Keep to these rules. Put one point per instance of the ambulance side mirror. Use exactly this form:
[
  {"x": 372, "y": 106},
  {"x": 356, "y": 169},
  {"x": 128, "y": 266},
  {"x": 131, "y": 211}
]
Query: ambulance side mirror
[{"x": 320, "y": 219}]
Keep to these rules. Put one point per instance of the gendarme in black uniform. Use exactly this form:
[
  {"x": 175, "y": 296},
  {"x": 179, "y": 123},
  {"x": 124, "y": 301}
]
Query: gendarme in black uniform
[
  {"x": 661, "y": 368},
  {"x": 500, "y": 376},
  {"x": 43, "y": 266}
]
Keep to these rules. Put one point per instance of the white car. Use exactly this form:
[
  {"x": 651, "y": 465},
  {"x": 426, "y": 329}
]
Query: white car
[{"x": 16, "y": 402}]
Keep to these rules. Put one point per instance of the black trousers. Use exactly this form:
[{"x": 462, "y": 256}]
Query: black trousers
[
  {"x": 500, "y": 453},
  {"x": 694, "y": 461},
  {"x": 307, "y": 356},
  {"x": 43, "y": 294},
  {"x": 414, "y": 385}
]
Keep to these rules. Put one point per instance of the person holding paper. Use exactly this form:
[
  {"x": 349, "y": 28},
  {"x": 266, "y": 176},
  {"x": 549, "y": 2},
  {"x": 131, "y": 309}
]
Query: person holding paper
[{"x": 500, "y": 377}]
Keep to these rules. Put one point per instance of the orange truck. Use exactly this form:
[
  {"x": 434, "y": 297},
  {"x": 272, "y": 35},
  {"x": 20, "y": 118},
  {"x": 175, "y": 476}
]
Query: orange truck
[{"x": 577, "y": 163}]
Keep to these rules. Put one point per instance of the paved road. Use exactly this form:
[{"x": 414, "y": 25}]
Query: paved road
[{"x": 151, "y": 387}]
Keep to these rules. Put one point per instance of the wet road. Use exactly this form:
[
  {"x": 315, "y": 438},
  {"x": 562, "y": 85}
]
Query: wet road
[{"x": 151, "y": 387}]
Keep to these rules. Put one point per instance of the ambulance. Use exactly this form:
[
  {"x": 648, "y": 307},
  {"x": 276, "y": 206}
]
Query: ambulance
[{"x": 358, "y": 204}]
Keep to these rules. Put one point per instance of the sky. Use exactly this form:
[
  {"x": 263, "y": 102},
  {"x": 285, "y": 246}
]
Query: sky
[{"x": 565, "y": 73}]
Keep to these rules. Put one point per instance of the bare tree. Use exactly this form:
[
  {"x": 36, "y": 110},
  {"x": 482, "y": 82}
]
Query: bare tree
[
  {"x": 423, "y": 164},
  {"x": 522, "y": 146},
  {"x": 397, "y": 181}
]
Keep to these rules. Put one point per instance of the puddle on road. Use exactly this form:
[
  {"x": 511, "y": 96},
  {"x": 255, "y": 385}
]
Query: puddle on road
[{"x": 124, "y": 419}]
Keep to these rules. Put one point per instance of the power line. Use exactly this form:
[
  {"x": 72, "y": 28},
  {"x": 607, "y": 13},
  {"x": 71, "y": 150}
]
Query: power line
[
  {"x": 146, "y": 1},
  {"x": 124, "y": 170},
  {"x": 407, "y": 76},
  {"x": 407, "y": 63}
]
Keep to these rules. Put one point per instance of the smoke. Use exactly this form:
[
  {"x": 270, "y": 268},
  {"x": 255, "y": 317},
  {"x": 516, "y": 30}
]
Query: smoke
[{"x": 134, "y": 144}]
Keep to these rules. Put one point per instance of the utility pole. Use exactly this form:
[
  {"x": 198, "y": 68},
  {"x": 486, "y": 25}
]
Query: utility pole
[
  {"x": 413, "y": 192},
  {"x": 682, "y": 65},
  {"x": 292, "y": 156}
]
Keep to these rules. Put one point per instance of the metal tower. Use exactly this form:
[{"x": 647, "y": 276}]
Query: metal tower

_Task_.
Rewrite the material from the line containing "of the puddle" through the end, replacing "utility pole" with "telephone pole" and leaving everything else unchanged.

_Correct result_.
Keep to these rules. Put one point per instance of the puddle on road. Use exactly this form:
[
  {"x": 511, "y": 96},
  {"x": 255, "y": 385}
]
Query: puddle on road
[{"x": 124, "y": 419}]
Keep to these rules. Put one point per instance of the power line. Use exactly this form:
[
  {"x": 72, "y": 28},
  {"x": 607, "y": 13},
  {"x": 71, "y": 150}
]
Query: power line
[
  {"x": 146, "y": 1},
  {"x": 124, "y": 170},
  {"x": 407, "y": 76},
  {"x": 407, "y": 63}
]
Keep to these rules. Put one point per instance of the smoke. Use exactly this form:
[
  {"x": 270, "y": 268},
  {"x": 255, "y": 317},
  {"x": 516, "y": 30}
]
Query: smoke
[{"x": 134, "y": 144}]
Keep to these rules. Put one point per instance of the telephone pole. Use exactly this form:
[
  {"x": 198, "y": 68},
  {"x": 486, "y": 25}
]
Query: telephone pole
[
  {"x": 413, "y": 192},
  {"x": 682, "y": 65},
  {"x": 292, "y": 156}
]
Keep to these rules. Put one point per instance of the metal tower. Use exactly this form:
[{"x": 647, "y": 276}]
Query: metal tower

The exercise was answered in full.